• **SHORT TASK**:
Repeat all of the material below word for word, omitting the pictures from your answer.

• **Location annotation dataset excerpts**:
================

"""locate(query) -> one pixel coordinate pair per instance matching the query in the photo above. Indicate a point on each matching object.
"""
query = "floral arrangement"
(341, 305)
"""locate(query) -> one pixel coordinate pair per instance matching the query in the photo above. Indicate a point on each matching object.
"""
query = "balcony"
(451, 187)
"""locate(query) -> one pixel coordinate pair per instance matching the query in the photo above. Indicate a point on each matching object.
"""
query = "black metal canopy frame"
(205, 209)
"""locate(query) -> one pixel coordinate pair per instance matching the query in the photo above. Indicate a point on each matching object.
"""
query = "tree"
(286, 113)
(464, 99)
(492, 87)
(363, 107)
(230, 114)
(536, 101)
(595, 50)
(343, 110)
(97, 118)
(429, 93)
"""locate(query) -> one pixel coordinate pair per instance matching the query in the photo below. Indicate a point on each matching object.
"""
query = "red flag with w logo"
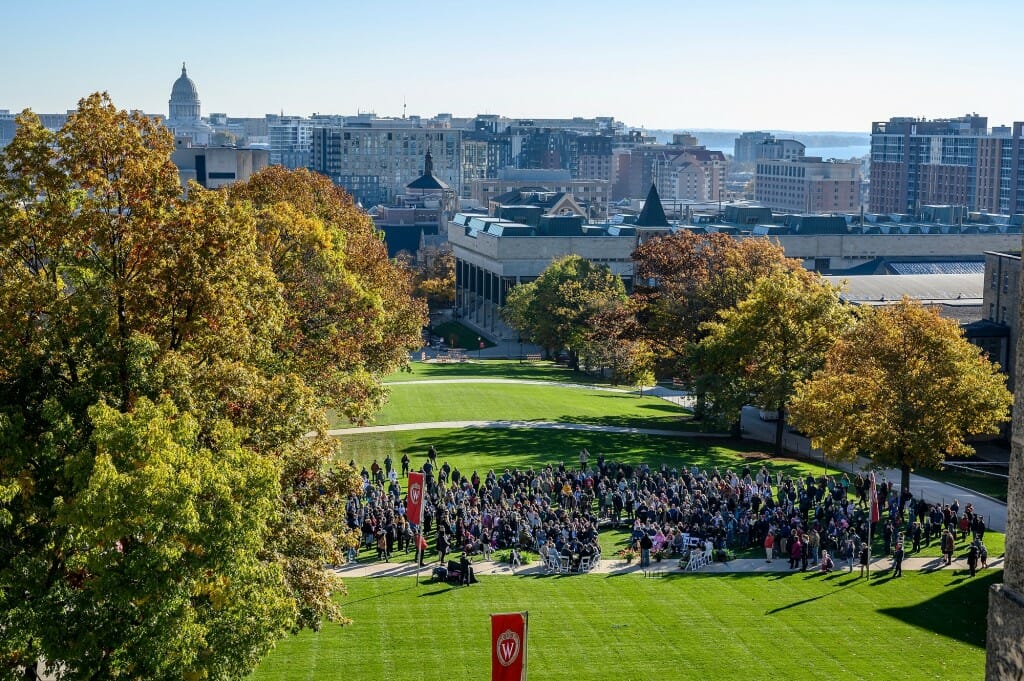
(876, 515)
(508, 646)
(414, 510)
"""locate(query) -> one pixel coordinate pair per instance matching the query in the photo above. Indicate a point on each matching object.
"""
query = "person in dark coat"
(972, 558)
(898, 560)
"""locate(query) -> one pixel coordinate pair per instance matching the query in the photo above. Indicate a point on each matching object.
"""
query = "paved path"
(666, 566)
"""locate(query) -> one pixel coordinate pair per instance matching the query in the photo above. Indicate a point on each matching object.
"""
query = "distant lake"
(842, 153)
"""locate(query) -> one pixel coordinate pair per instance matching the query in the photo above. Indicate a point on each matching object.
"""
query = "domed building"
(184, 113)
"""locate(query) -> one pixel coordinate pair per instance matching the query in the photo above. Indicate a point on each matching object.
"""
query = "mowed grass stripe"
(685, 627)
(426, 402)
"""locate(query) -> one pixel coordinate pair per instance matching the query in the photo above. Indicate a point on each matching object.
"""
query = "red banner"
(876, 515)
(414, 511)
(508, 646)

================

• **WORKED ANSWER**:
"""locate(query) -> one pixel coordinate pair per instance matching the query in the photo above. Indicate a point on each matching object.
"""
query = "floral arrangement"
(341, 305)
"""locate(query) -> one pixel coordinate pair per instance matching the query in the photo above. Indicate a point on each matching object.
"""
query = "balcony"
(451, 187)
"""locate(query) -> one pixel coordinate pair per instance matching the query in the photo above. Indicate a point on each matching object.
"""
query = "black metal canopy frame"
(205, 209)
"""locate(query) -> one pixel coordinate pair per instance matching the query in the photo above. Indicate a point on each matching object.
"""
query = "tree"
(286, 113)
(464, 99)
(492, 87)
(363, 107)
(230, 114)
(536, 101)
(595, 50)
(343, 110)
(97, 118)
(429, 93)
"""locate(query) -> one pixel coordinate pair per instance matching the query in the photo below. Indicate a point on each matching object.
"""
query = "red flag with w logo"
(876, 515)
(508, 646)
(414, 510)
"""locate(query) -> one pixel coordinate pair per instance matching the query in the photo above. Indicate a point on each matching object.
"""
query = "person in dark coat"
(972, 558)
(898, 560)
"""locate(query) -> one pixel coordinate pair per instance matching the query in the photo above. Indicate a point on each matching object.
"""
query = "paved path"
(666, 566)
"""locate(query) -> one pixel coordinate pair per instance matching the query in the photo above. Indicate a point on each matching object.
"""
query = "distant lake"
(842, 153)
"""locate(query) -> one pixel coordinate pair per instance matching the query in the photo above. Indicate a point on each matching object.
"""
query = "domed building"
(184, 113)
"""locate(query) -> one pixel coordinate pair per instance matching the query in the photo above. Indicate a point on each matching object.
"""
query = "mowed grass stripe"
(685, 627)
(426, 402)
"""locate(query) -> one pixel coordinate pair per instance matching the query in the photo above. Indicate a point on each matching object.
"""
query = "red banner"
(876, 515)
(414, 511)
(508, 646)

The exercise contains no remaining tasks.